Try it
Your reply should repeat, exactly, the line containing "Point to the man's arm, one" and the rest of the material after it.

Dataset
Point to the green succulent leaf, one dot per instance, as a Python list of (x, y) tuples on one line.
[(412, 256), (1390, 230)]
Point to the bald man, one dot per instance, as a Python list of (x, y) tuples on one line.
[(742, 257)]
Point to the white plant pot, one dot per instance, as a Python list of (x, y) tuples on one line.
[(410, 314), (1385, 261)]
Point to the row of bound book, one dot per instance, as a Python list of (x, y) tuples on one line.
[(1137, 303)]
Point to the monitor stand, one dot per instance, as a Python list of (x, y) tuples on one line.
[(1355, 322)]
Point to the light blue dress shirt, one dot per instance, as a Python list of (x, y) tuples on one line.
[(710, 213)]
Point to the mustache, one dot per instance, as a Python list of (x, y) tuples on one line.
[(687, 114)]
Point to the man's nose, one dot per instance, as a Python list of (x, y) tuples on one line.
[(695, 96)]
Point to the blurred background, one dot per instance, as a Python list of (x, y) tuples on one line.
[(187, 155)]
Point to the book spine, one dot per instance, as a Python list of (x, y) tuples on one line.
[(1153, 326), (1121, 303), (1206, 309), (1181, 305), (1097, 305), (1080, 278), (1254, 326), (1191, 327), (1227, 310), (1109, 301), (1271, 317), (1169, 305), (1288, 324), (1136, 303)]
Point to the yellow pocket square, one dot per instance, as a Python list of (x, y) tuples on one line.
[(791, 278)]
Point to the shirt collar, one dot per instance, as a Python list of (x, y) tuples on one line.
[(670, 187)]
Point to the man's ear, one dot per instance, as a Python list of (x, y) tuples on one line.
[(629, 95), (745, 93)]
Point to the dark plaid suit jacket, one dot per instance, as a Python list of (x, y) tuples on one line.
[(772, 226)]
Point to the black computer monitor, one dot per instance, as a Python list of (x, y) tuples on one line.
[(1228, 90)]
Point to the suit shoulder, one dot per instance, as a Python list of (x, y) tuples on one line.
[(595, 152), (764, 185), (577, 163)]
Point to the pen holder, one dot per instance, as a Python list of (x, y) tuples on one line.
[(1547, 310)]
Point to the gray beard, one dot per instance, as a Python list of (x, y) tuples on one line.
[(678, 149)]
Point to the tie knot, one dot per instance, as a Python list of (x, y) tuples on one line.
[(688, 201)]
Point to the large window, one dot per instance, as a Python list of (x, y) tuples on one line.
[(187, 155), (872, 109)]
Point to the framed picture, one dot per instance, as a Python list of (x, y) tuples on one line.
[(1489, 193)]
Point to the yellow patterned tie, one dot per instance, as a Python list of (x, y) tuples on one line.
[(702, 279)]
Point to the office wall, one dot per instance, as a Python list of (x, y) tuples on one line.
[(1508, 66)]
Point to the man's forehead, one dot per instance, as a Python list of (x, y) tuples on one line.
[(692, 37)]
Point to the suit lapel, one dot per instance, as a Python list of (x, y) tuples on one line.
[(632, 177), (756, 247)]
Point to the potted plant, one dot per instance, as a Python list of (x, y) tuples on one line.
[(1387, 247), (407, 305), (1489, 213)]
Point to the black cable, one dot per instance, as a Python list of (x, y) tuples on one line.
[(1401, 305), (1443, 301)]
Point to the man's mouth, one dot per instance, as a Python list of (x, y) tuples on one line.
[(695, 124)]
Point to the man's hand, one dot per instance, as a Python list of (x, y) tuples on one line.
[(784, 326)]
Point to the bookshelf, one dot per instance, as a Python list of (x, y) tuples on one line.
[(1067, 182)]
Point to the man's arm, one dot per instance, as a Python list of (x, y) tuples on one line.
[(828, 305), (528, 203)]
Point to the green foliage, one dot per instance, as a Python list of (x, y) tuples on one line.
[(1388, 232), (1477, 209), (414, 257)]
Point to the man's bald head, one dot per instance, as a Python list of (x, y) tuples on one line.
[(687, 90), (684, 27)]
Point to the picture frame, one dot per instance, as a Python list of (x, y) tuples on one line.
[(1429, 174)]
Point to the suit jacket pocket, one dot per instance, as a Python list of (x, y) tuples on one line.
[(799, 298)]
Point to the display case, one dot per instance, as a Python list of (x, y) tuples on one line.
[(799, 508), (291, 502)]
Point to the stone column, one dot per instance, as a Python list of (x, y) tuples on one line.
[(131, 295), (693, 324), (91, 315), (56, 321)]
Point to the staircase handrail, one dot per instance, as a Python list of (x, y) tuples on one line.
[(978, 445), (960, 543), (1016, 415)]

Answer space
Point to the man's arm, one dot per instance, as a Python list of (x, y) tuples on one line.
[(828, 305), (528, 203)]
Point to the green foliage, one dot per instance, as a Python list of (x, y) tuples on one line.
[(1388, 232), (1477, 209), (414, 257)]
Point to the man's bald head, one dot per instance, as a Python list of (x, y) tuples on one line.
[(687, 90), (684, 27)]
Point to the picture frame, one dot per instance, as a Python list of (x, y) tuples on one line.
[(1429, 174)]
Point to the suit jacket pocket, one dot per instance, as a Python list of (x, y) tuples on one line.
[(799, 298)]
Point to the display case, one dot per instance, as a Python list of (x, y) tuples on one line.
[(799, 508), (291, 502)]
Point to the stone column, one dot per instance, as a Python list of (x, y) tuples on one line.
[(131, 295), (693, 324), (91, 315), (56, 321)]
Point to the staircase handrail, one dot per instance, as a Python list of (x, y) tuples on one line.
[(978, 445), (960, 543), (1016, 415)]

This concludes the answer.